» Work task
Output the whole listing again, exactly as it reads.

---------------

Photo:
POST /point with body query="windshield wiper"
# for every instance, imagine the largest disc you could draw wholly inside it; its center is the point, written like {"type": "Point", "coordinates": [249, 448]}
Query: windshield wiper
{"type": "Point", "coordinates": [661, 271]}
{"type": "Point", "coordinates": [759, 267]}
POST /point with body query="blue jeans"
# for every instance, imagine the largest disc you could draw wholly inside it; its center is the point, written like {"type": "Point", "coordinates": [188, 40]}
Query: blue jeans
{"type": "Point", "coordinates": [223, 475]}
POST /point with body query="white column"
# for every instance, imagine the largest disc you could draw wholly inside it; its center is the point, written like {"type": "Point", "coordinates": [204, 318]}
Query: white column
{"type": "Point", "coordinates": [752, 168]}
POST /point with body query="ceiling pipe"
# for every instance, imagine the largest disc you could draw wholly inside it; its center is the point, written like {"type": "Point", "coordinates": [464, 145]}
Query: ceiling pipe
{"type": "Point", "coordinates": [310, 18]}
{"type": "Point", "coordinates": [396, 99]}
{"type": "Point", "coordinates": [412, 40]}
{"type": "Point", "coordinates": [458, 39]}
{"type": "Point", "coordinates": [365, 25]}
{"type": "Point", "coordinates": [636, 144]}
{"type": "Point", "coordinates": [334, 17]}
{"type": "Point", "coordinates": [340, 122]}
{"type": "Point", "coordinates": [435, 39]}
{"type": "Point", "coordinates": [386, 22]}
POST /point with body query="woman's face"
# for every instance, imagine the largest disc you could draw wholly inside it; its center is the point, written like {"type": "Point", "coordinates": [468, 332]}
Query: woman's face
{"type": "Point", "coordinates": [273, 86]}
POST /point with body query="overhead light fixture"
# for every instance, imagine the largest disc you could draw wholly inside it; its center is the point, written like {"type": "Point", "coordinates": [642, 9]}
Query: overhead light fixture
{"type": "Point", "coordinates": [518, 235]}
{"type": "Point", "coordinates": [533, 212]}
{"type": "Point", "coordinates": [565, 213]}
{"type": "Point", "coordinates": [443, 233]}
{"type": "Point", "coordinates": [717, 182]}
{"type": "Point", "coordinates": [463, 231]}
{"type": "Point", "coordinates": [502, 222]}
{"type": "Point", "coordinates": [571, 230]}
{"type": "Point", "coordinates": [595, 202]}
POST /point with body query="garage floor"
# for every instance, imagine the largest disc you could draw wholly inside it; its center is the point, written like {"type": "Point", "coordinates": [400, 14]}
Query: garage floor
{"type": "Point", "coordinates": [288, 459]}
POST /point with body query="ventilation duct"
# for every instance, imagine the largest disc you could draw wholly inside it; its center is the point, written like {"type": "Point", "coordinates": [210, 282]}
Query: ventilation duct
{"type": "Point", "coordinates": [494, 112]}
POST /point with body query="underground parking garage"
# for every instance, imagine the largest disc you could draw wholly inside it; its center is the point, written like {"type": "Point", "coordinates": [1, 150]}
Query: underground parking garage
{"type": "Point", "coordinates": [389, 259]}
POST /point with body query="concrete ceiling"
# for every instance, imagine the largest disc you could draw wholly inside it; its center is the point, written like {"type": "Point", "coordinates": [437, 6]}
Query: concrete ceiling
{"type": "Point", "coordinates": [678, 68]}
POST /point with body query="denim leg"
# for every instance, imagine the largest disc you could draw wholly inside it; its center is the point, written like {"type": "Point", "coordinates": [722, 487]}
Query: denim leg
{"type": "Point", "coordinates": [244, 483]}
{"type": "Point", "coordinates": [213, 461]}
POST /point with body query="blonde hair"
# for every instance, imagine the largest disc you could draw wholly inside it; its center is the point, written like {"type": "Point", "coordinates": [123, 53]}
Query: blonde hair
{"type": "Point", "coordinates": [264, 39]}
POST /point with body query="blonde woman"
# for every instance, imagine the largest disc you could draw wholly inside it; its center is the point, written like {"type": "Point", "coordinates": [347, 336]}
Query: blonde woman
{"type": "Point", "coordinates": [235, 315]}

---------------

» Worked solution
Photo:
POST /point with body query="windshield wiper"
# for every instance, imagine the largest disc you could draw wholly inside it; its center is the point, written like {"type": "Point", "coordinates": [249, 448]}
Query: windshield wiper
{"type": "Point", "coordinates": [661, 271]}
{"type": "Point", "coordinates": [759, 267]}
POST /point with body query="blue jeans"
# for every instance, imagine the largest disc you could draw wholly inside it; its center is the point, written like {"type": "Point", "coordinates": [188, 40]}
Query: blue jeans
{"type": "Point", "coordinates": [223, 475]}
POST /point with body query="white column"
# for every instance, imagine the largest disc you could draw wholly inside it; its center is the point, written like {"type": "Point", "coordinates": [204, 318]}
Query: white column
{"type": "Point", "coordinates": [752, 168]}
POST /point with body query="ceiling pipe"
# for every instance, imagine the largest disc you could draw wholly inside it; its center is the point, written like {"type": "Point", "coordinates": [464, 145]}
Query: ceiling pipe
{"type": "Point", "coordinates": [310, 18]}
{"type": "Point", "coordinates": [396, 99]}
{"type": "Point", "coordinates": [412, 40]}
{"type": "Point", "coordinates": [458, 39]}
{"type": "Point", "coordinates": [365, 25]}
{"type": "Point", "coordinates": [636, 144]}
{"type": "Point", "coordinates": [334, 17]}
{"type": "Point", "coordinates": [340, 122]}
{"type": "Point", "coordinates": [435, 39]}
{"type": "Point", "coordinates": [386, 22]}
POST /point with body query="woman's face"
# for every instance, imagine the largest disc you could draw wholly inside it; its center is the point, written like {"type": "Point", "coordinates": [468, 332]}
Query: woman's face
{"type": "Point", "coordinates": [273, 86]}
POST /point with body query="overhead light fixture"
# for every instance, imagine the largest disc you could draw wholly inside it; its center is the point, written like {"type": "Point", "coordinates": [642, 9]}
Query: overhead light fixture
{"type": "Point", "coordinates": [518, 235]}
{"type": "Point", "coordinates": [533, 212]}
{"type": "Point", "coordinates": [565, 213]}
{"type": "Point", "coordinates": [443, 233]}
{"type": "Point", "coordinates": [717, 182]}
{"type": "Point", "coordinates": [463, 231]}
{"type": "Point", "coordinates": [502, 222]}
{"type": "Point", "coordinates": [571, 230]}
{"type": "Point", "coordinates": [595, 202]}
POST /point with body query="garage floor"
# for every instance, imagine the largest disc you could draw wholly inside it; its center is the point, written like {"type": "Point", "coordinates": [400, 14]}
Query: garage floor
{"type": "Point", "coordinates": [288, 459]}
POST /point with body query="ventilation duct"
# for every instance, imagine the largest disc you could draw wholly inside it; its center is the point, written like {"type": "Point", "coordinates": [210, 282]}
Query: ventilation duct
{"type": "Point", "coordinates": [494, 112]}
POST /point with body query="underground parking garage"
# for every instance, imagine the largest disc you could draw wholly inside it; its center is the point, written like {"type": "Point", "coordinates": [1, 150]}
Query: underground parking garage
{"type": "Point", "coordinates": [389, 259]}
POST /point with body query="concrete ceiling"
# for every instance, imagine the largest disc you could draw wholly inside it; its center is the point, written like {"type": "Point", "coordinates": [437, 6]}
Query: concrete ceiling
{"type": "Point", "coordinates": [678, 68]}
POST /point with body query="denim leg"
# for every instance, imagine the largest disc you could draw wholly inside it; its center is the point, written like {"type": "Point", "coordinates": [722, 487]}
Query: denim leg
{"type": "Point", "coordinates": [244, 483]}
{"type": "Point", "coordinates": [213, 461]}
POST /point with body query="blonde hair"
# for every instance, imagine the largest disc you could draw wholly inside it; its center is the point, written like {"type": "Point", "coordinates": [123, 53]}
Query: blonde hair
{"type": "Point", "coordinates": [264, 39]}
POST /point with body query="blonde woman"
# for every instance, imagine the largest disc you could draw wholly inside it; its center is the point, written like {"type": "Point", "coordinates": [347, 336]}
Query: blonde woman
{"type": "Point", "coordinates": [235, 315]}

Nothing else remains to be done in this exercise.